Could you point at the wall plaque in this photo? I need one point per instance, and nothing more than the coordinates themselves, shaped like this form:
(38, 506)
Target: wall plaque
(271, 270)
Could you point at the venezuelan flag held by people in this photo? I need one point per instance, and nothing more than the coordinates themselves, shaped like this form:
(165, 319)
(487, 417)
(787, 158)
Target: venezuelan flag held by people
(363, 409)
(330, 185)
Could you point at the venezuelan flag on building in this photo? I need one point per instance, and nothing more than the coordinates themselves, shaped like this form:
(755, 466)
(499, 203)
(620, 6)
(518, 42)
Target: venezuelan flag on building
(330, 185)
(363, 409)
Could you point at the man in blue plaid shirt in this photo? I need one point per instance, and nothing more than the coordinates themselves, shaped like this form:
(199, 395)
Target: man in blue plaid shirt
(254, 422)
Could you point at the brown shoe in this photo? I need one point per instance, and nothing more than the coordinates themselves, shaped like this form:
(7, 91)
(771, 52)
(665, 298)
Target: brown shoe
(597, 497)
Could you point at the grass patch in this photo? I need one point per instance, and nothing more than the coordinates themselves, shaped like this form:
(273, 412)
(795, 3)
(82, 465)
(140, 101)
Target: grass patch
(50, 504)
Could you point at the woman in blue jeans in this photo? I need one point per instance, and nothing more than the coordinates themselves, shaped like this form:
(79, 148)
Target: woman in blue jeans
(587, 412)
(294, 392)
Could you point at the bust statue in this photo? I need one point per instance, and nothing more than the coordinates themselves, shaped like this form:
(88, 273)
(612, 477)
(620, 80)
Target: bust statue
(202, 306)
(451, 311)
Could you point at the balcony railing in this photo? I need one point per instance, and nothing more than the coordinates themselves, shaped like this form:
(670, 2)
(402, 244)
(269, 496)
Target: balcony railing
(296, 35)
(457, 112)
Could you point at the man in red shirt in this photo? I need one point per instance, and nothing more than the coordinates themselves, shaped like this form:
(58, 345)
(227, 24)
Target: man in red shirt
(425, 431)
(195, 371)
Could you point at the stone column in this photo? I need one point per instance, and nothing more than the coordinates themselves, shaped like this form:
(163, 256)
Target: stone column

# # # # # # #

_Brief_: Repeat the material above verbatim.

_Solution for this problem_:
Could you point at the wall plaque in this photo? I need one point per instance, and nothing more than the coordinates themselves, shaped like this form:
(38, 506)
Target: wall plaque
(271, 270)
Could you point at the venezuelan flag held by people in this photo? I need one point per instance, and nothing more than the coordinates themselves, shaped like this form:
(165, 319)
(487, 417)
(787, 158)
Target: venezuelan flag held by people
(363, 409)
(330, 185)
Could you point at the venezuelan flag on building in this photo? I need one point per instance, and nothing more than the coordinates themselves, shaped like this form:
(755, 466)
(499, 203)
(620, 6)
(518, 42)
Target: venezuelan flag on building
(330, 185)
(363, 409)
Could you point at the man in blue plaid shirt in this photo? I need one point per instance, and nothing more than the coordinates themselves, shaped like this form:
(199, 395)
Target: man in blue plaid shirt
(254, 422)
Could you point at the brown shoe in this photo? I need one point per instance, and nothing more than the coordinates themselves, shaped like this form:
(7, 91)
(771, 52)
(665, 298)
Target: brown shoe
(597, 497)
Could you point at the grass patch in this photo? I need one point per instance, and nothing more than the coordinates themselves, shaped like this form:
(273, 412)
(795, 3)
(82, 465)
(140, 101)
Target: grass patch
(50, 504)
Could you point at the woman in blue jeans in this photo? I need one point per instance, and nothing more than the coordinates themselves, shaped like this form:
(79, 148)
Target: woman in blue jeans
(587, 412)
(294, 392)
Could you point at the bust statue in this photo? I need one point per instance, and nothing more than the coordinates themselves, shaped like this form:
(88, 273)
(612, 477)
(620, 80)
Target: bust statue
(202, 306)
(451, 311)
Could you point at the balcony railing in this photo? I need one point per instance, and nothing more than the coordinates themselves, shaped like this form:
(670, 2)
(402, 244)
(269, 496)
Target: balcony railing
(296, 35)
(457, 112)
Could you point at the man in red shirt in this photo? I need one point per instance, and nothing more than the coordinates themselves, shaped like this form:
(58, 345)
(227, 24)
Target: man in red shirt
(425, 431)
(195, 371)
Could you point at the stone column in this photo? I need one point per instance, and nothing more than the coordinates themselves, shaped like this form:
(163, 256)
Target: stone column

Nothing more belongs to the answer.